Will you restate verbatim the lines running from the line with "In this photo, where can the gold epaulette" to the end of the data, leaving out everything else?

(Records shown):

[Begin]

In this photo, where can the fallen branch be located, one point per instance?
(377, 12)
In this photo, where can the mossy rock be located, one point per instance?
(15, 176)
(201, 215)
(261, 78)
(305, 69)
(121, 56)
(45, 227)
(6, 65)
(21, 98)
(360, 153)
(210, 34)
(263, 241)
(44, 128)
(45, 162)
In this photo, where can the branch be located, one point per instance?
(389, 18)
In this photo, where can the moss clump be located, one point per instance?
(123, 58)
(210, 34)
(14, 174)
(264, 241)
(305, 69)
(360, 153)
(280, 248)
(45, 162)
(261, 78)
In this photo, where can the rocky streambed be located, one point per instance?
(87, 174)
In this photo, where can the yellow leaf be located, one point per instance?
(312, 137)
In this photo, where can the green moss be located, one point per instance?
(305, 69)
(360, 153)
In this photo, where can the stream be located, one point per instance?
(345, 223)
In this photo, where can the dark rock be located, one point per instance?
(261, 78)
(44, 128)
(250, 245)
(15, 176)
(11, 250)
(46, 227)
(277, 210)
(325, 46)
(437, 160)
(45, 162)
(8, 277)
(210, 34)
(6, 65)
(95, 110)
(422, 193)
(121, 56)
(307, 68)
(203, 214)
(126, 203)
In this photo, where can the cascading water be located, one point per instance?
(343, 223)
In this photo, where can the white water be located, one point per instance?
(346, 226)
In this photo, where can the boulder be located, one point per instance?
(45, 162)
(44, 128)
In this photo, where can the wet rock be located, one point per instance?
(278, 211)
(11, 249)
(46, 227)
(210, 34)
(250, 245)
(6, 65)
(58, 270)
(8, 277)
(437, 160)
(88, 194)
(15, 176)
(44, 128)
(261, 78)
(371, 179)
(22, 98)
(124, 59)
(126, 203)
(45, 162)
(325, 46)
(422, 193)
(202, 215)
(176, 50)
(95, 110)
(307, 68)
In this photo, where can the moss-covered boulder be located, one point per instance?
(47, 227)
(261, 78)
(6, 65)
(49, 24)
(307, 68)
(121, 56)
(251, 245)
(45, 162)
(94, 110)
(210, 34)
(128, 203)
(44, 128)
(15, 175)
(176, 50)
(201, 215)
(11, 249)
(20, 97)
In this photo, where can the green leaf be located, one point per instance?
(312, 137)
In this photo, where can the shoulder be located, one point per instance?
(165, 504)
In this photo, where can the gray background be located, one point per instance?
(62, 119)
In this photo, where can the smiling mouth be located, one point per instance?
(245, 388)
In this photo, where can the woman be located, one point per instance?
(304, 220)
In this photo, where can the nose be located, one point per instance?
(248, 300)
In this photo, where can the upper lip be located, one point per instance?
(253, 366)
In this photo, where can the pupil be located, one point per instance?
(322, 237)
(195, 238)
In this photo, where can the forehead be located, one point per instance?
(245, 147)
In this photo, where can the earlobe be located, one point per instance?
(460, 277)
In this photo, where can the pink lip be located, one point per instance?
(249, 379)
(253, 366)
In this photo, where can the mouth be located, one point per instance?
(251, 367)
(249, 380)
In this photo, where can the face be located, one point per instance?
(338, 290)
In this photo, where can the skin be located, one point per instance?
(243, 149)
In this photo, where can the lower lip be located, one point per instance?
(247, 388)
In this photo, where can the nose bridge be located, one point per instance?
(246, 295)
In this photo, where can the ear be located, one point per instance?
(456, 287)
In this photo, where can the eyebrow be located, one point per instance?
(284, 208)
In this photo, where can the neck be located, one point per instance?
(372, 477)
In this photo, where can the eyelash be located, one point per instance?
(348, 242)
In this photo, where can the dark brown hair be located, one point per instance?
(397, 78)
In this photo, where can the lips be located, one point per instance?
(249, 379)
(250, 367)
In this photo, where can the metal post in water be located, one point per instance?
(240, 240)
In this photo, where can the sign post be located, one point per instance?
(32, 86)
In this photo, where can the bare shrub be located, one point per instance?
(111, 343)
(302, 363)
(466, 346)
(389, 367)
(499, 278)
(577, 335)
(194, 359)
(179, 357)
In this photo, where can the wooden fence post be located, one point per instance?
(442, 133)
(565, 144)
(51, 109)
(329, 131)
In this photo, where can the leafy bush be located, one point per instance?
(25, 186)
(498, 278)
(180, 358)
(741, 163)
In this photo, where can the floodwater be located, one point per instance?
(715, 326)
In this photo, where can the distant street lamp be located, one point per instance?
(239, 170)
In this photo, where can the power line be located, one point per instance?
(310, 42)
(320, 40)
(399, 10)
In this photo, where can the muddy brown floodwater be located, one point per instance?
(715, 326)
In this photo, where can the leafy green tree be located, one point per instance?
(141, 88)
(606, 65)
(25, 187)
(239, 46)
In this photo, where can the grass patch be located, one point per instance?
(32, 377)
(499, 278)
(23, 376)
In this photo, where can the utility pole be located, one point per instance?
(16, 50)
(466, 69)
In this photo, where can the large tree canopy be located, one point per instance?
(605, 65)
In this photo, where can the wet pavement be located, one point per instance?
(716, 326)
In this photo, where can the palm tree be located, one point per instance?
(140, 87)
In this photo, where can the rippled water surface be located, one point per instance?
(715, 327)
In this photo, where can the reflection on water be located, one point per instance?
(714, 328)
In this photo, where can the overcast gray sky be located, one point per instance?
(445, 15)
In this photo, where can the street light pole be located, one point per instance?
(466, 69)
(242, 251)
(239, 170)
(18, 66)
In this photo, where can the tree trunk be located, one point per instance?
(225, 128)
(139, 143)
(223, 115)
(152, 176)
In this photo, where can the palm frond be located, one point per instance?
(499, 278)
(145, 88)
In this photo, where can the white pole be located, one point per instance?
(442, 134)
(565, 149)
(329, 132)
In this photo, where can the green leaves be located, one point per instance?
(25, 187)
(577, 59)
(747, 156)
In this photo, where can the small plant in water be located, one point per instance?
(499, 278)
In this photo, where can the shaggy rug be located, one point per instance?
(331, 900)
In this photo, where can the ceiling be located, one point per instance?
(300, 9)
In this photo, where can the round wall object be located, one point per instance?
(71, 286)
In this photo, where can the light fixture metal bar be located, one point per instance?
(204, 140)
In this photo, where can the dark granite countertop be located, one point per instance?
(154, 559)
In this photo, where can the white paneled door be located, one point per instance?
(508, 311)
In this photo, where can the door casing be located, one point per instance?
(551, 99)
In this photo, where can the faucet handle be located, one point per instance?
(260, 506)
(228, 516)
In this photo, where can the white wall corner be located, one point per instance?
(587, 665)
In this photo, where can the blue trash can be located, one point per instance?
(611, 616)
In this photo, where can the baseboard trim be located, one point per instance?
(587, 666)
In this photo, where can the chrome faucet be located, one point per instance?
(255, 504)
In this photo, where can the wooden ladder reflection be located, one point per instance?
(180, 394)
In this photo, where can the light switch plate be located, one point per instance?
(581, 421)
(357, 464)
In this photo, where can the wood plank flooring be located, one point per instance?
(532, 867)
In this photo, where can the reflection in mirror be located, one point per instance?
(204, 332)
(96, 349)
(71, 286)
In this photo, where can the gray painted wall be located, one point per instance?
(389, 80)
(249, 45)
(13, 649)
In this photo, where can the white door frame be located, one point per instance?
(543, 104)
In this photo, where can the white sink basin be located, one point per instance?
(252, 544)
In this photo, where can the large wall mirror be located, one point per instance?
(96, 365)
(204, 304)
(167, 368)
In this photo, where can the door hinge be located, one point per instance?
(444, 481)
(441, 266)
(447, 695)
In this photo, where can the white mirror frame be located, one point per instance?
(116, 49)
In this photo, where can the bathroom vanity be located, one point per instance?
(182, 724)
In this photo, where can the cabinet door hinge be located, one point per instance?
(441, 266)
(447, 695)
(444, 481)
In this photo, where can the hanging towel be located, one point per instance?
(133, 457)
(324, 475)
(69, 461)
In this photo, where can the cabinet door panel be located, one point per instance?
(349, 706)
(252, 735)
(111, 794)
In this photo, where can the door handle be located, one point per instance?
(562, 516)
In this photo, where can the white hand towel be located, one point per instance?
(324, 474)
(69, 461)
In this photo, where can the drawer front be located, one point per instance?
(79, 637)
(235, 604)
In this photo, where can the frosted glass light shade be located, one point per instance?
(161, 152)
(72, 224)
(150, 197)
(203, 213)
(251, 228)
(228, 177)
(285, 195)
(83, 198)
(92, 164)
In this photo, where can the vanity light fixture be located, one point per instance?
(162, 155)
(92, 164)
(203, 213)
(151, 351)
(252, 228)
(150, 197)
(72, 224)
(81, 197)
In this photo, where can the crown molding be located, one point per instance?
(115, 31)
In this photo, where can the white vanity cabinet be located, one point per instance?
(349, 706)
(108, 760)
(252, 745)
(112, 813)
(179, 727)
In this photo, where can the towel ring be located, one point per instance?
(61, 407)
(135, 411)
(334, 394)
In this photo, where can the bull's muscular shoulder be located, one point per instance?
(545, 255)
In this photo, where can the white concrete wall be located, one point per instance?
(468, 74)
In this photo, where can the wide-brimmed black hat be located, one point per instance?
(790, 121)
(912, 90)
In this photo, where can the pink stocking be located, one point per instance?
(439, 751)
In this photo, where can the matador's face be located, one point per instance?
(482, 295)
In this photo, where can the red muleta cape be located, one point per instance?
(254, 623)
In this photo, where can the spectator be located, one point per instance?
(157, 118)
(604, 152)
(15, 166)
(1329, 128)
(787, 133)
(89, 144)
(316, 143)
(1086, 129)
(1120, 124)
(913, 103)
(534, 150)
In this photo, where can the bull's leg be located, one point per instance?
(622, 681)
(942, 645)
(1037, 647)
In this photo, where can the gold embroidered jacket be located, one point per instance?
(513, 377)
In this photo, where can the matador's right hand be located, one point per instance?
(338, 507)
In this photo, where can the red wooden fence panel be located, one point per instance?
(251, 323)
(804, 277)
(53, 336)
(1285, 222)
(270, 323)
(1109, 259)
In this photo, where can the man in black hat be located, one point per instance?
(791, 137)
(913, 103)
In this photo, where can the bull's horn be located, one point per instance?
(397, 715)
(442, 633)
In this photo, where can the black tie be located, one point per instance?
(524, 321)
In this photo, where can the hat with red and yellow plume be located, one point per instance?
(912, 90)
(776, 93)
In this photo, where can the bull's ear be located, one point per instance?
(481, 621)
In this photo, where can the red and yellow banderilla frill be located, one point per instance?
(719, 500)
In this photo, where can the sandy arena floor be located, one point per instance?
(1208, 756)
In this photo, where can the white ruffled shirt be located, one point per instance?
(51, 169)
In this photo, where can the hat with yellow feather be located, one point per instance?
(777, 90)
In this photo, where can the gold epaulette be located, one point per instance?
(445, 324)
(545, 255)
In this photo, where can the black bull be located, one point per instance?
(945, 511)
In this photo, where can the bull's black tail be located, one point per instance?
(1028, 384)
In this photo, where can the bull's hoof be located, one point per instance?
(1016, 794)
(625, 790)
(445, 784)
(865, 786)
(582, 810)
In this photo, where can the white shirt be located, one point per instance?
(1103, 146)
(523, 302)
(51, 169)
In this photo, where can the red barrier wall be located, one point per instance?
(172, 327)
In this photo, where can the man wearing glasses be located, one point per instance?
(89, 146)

[End]

(Solution):
In this photo, where can the gold epaulette be located, one point per instance?
(445, 324)
(545, 255)
In this photo, where can the black bull be located, one point per instance?
(945, 511)
In this photo, where can the bull's black tail be located, one point per instance?
(1028, 384)
In this photo, where can the bull's hoof be located, one point per instance?
(1016, 794)
(625, 790)
(445, 784)
(865, 786)
(582, 810)
In this photo, where can the white shirt be located, one point per instance?
(1103, 146)
(523, 302)
(51, 169)
In this photo, where can the red barrier wall be located, one point per instance?
(172, 327)
In this photo, where can the man wearing glasses be located, one point per instance?
(89, 146)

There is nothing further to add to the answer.